A new report indicates that test scores are rising among kids returning to school; at the same time, however, the growth is in contrast to low student performance overall.
According to The Hill, the report, released Wednesday by Renaissance Learning, an educational software company, found that the growth for the fall to winter 2021-2022 school year was more significant than in the previous year.
While the growth ”remains below typical growth in most grade levels” seen in years before the pandemic, the numbers still reflect significance. At the start of the 2021-2022 academic year, the report showed students had fallen further behind than they did in the 2020-2021 school year.
”What we consistently found across all grade levels was that this year students typically began school somewhat lower in terms of their overall performance,” said Gene Kerns, the company’s chief academic officer. ”That was the bad news — performance down a bit more year over year.”
Renaissance Learning stated that the results are ”suggesting that the pandemic continues to have a compounding effect on student achievement” in light of students falling further behind with virtual learning.
Kerns added that for students to enter an academic year with solid overall performance, growth within the school year will need to be constant and even higher than current rates.
The report examined 4.4 million students on early literacy or reading assessments at 19,046 schools, as well as 2.9 million students on math assessments at 12,754 schools from all 50 states and the District of Columbia.

## [Exercise brief]
For each statement, say yes or no according to whether it agrees with the article on student test scores, and quote the article's deciding words: (a) The report was released by an educational software company. (b) Fall-to-winter growth in 2021-2022 matched typical pre-pandemic growth in most grade levels. (c) The math assessments covered 2.9 million students at 12,754 schools. The records that follow were taken from a separate source.

## [Natural language descriptions of regions]

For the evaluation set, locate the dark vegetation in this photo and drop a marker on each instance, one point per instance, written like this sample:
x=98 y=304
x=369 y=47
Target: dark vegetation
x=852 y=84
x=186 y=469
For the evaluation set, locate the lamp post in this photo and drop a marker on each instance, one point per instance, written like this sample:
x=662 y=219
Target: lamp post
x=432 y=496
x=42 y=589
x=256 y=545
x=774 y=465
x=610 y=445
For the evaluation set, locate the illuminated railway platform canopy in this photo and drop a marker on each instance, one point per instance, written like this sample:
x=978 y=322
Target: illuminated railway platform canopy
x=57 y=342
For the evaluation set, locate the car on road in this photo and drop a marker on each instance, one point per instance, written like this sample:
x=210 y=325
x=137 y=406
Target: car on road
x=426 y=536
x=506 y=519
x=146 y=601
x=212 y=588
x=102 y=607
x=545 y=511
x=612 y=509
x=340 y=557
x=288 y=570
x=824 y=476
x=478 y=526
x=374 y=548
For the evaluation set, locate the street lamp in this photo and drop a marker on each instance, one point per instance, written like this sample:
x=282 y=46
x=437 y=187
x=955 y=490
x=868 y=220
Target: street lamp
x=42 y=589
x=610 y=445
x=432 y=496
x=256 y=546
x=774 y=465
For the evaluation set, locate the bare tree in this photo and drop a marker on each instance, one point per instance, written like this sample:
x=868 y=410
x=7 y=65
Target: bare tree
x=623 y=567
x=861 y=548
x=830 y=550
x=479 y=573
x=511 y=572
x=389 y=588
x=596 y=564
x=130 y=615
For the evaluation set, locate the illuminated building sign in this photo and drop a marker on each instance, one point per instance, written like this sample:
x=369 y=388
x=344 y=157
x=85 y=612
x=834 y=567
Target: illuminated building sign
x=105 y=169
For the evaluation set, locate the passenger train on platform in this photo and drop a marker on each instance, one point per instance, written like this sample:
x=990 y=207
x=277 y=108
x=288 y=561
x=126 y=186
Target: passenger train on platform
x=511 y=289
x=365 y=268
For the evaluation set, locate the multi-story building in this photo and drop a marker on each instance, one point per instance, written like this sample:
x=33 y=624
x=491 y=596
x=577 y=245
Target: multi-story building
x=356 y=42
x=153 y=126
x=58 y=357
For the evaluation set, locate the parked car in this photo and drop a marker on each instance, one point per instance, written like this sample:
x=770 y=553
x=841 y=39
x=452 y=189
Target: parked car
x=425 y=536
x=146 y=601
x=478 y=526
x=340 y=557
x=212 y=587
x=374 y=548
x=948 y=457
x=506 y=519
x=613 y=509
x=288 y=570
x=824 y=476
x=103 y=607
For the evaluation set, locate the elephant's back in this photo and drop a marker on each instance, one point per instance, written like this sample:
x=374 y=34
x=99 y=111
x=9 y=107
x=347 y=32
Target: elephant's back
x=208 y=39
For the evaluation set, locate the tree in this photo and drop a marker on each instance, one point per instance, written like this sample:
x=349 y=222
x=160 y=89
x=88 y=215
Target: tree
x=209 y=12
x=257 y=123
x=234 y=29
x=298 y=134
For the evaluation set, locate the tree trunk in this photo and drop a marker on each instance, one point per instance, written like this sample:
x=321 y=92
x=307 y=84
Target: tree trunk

## [Problem solution]
(a) Yes: "released Wednesday by Renaissance Learning, an educational software company"
(b) No: "remains below typical growth in most grade levels"
(c) Yes: "2.9 million students on math assessments at 12,754 schools"